• **WORK TO COMPLETE**: Copy the listing below word for word, leaving nothing out.

╔══

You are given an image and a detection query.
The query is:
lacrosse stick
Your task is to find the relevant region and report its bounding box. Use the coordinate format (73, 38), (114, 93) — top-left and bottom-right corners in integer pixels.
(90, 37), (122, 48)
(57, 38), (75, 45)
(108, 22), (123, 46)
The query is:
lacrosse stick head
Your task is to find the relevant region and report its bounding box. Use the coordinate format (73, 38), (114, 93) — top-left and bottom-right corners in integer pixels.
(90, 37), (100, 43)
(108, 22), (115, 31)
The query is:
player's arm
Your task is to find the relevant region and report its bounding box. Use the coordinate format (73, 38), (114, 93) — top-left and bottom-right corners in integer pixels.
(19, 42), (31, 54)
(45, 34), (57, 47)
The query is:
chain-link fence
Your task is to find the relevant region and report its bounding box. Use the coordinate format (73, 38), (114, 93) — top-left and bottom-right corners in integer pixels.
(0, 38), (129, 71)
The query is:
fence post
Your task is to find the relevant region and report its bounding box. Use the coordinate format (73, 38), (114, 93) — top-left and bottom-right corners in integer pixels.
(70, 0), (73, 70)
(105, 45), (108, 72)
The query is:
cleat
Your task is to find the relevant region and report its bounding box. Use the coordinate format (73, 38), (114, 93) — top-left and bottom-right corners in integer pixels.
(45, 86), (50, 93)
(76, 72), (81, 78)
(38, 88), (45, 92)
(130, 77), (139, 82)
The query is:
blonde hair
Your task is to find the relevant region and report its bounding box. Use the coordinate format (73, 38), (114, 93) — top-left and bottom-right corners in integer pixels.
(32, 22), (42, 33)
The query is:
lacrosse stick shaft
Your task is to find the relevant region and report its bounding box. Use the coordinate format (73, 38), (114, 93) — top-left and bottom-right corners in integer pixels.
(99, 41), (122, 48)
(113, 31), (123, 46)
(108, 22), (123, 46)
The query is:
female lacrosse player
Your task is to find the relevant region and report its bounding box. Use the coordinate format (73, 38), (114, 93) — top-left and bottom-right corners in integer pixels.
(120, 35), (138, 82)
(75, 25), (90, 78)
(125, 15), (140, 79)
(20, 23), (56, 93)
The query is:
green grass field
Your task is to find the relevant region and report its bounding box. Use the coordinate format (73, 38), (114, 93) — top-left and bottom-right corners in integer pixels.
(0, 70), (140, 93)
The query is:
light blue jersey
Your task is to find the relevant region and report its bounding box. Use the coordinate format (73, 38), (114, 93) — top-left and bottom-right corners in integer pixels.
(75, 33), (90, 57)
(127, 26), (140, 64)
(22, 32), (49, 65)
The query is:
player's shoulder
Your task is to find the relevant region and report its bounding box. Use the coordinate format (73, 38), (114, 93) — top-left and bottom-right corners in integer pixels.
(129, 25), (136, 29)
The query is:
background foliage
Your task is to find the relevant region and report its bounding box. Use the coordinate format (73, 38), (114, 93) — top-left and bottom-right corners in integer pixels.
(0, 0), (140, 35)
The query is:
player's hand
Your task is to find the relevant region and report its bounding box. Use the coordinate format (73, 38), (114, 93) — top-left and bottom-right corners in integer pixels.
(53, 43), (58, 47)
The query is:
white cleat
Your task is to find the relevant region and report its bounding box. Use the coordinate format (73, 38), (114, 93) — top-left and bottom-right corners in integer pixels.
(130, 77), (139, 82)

╚══

• **EXPECTED ANSWER**:
You are given an image and a detection query.
The query is:
lacrosse stick
Your task is to find the relevant region and report its bounding box. Use the coordinate format (73, 38), (114, 93) — top-left and bottom-right corners in integer pixels.
(90, 37), (122, 48)
(57, 38), (75, 45)
(108, 22), (123, 46)
The query is:
lacrosse stick head
Your task is to find the relevant region and report its bounding box. Use the coordinate format (73, 38), (114, 93) — top-left and bottom-right corners in integer pixels.
(90, 37), (100, 43)
(108, 22), (115, 31)
The query is:
player's arm
Your task is to find the relevant region and report its bounding box. Use the coordinate format (73, 38), (114, 93) — top-left and bottom-right corners in integer pixels.
(19, 42), (31, 54)
(45, 34), (57, 47)
The query is:
chain-link fence
Your task is to find the relevant region and report its bounding box. Use the coordinate format (73, 38), (114, 93) — top-left and bottom-right corners in integer pixels.
(0, 38), (129, 71)
The query is:
fence post
Your task is to find the relevant region and report its bounding box. Use the coordinate format (73, 38), (114, 93) — top-left and bottom-right corners in integer pixels.
(70, 0), (73, 70)
(105, 45), (108, 72)
The query is:
cleat
Your task is to find the relevant region and report its bounding box. Use the coordinate format (73, 38), (114, 93) — top-left and bottom-right corners in integer pixels.
(45, 86), (50, 93)
(76, 72), (81, 78)
(38, 88), (45, 92)
(130, 77), (139, 82)
The query is:
blonde hair
Your task is to find the relevant region and report its bounding box. Use the coordinate format (73, 38), (114, 93) — top-left and bottom-right corners in integer pixels.
(32, 22), (42, 33)
The query is:
lacrosse stick shaft
Your task is to find the relevant region and report its bounding box. Use the coordinate format (73, 38), (114, 93) — top-left and bottom-right corners in integer pixels.
(99, 41), (122, 48)
(113, 31), (123, 46)
(108, 22), (123, 46)
The query is:
female lacrosse player
Your task is to find the relevant region and report its bounding box. Use the coordinate format (73, 38), (114, 93) — top-left and bottom-right corners in integer pixels.
(120, 35), (138, 82)
(75, 25), (90, 78)
(125, 15), (140, 79)
(20, 23), (56, 93)
The query is:
green grass field
Your task is to find the relevant region and report its bounding box. Use the coordinate format (73, 38), (114, 93) — top-left and bottom-right corners in integer pixels.
(0, 70), (140, 93)
The query is:
light blue jersey
Your task is to find the relevant region and report its bounding box. Use the coordinate format (73, 38), (114, 93) — top-left and bottom-right corners in integer pixels.
(75, 33), (90, 57)
(127, 26), (140, 64)
(22, 32), (49, 65)
The query is:
player's shoulder
Your task is to find the relevant region and report its bounding box. Use the coordinate format (73, 38), (114, 93) — top-left and bottom-right corners in integer pixels.
(129, 25), (136, 29)
The query is:
background foliage
Your task is to find the relevant region and report its bounding box. Use the coordinate format (73, 38), (114, 93) — top-left and bottom-right corners in integer pixels.
(0, 0), (140, 35)
The query is:
player's hand
Your task is to find the relevant region and report its bounding box. Use the coordinate format (73, 38), (114, 93) — top-left and bottom-right corners in integer pixels.
(53, 43), (58, 47)
The query is:
white cleat
Your task is to find the relevant region and report its bounding box. Use the coordinate format (73, 38), (114, 93) — top-left and bottom-right corners in integer pixels.
(130, 77), (139, 82)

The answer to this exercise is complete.